= Text provided =
+ + + + + + +
Novitsky v. Knickerbocker Ice Co., 276 Ill. 102 (1916)

Dec. 21, 1916 · Illinois Supreme Court · No. 10935
276 Ill. 102

(No. 10935.)

Morris Novitsky, Admr., Appellant, vs. The Knickerbocker Ice Company, Appellee.

Opinion filed December 21, 1916.

1. Coroners—coroner’s verdict in Cook county is required to be filed with clerk of criminal court. Under sections 16 and 17 of the Coroners act the coroner of Cook county, in case the testimony at the inquest tends to implicate some person as the unlawful slayer of the person over whom the inquest is held, is required to file the verdict with the clerk of the criminal court of Cook county and not with the clerk of the circuit court, as in other counties.

2. Same—when it will be presumed that coroner’s verdict was filed with clerk of criminal court. Where a certified copy of the coroner’s verdict is offered in evidence without any objection being made that the original verdict is not produced, the only objection being as to the materiality and competency of the instrument, it will be presumed that the coroner complied with the statute and filed the verdict with the clerk of the criminal court of Cook county and -that he made his certified copy from that file.

3. Same—coroner's verdict is competent evidence to prove any matter properly• before the coroner. Where the verdict of a coroner’s jury has been filed with the clerk of the proper court it becomes a public record, and as such is competent evidence to be considered as tending to prove any matter properly before the coroner which appears on the face of the inquest.

4. Same—coroner’s jury cannot fix civil liability for accident resulting in the death of an injured person. It is not within the province of the coroner’s jury to fix the civil liability of anyone growing out of an accident resulting in the death of an injured person, except in so far as the finding required to be made by the statute may have such effect.

5. Same—what is mere surplusage in the coroner’s verdict and should be stricken out before admitting verdict in evidence. Where a child is run over and killed by an ice wagon, a provision in the verdict of the coroner’s jury censuring a street railway company and finding that if the company had not blockaded the street with its cars the accident would not have occurred is mere surplusage, and in an action against the ice company it is improper to admit the verdict in evidence with this provision included.

6. Instructions—when instructions directing a verdict are erroneous. In an action to recover damages for the death of a boy who was struck by an ice wagon at a street intersection as he came *103from behind a standing street car, instructions which, in effect, direct a verdict for the defendant if the jury believed the driver exercised due care after the boy came in sight are erroneous in omitting the element, which the evidence tended to prove, that the driver approached the street intersection recklessly and at a high rate'of speed, with his team not under control.

7. Appeals and Errors—fact that the evidence is admitted as directed by the Appellate Court does not preclude review of ruling. The fact that a copy of the coroner’s verdict is admitted in evidence by the trial court in accordance with the direction of the Appellate Court when it reversed the first judgment does not preclude a review of the trial court’s ruling by the Supreme Court when the record of the second trial is before it.
+ + + + + + +
= What the task asks =
Revise the Novitsky v. Knickerbocker Ice Co. text from the words "Dec. 21, 1916" through "December 21, 1916.", putting "Administrator" in place of "Admr.".

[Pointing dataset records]
+ + + + + + +
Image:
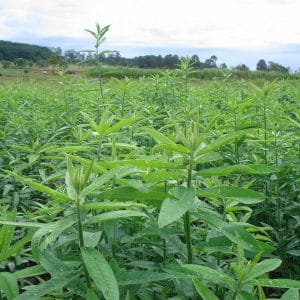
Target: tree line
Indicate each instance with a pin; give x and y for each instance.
(25, 55)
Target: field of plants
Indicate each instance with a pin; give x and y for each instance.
(164, 187)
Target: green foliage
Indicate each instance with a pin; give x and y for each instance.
(165, 187)
(11, 51)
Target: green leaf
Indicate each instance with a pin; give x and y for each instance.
(240, 195)
(202, 272)
(238, 169)
(91, 295)
(116, 173)
(70, 149)
(158, 136)
(204, 291)
(122, 123)
(173, 209)
(30, 272)
(9, 285)
(113, 215)
(23, 224)
(173, 147)
(291, 294)
(50, 232)
(112, 205)
(101, 273)
(263, 267)
(158, 176)
(35, 292)
(276, 283)
(7, 235)
(208, 157)
(131, 194)
(39, 187)
(16, 247)
(227, 139)
(141, 277)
+ + + + + + +
= Exercise result =
Dec. 21, 1916 · Illinois Supreme Court · No. 10935
276 Ill. 102

(No. 10935.)

Morris Novitsky, Administrator, Appellant, vs. The Knickerbocker Ice Company, Appellee.

Opinion filed December 21, 1916.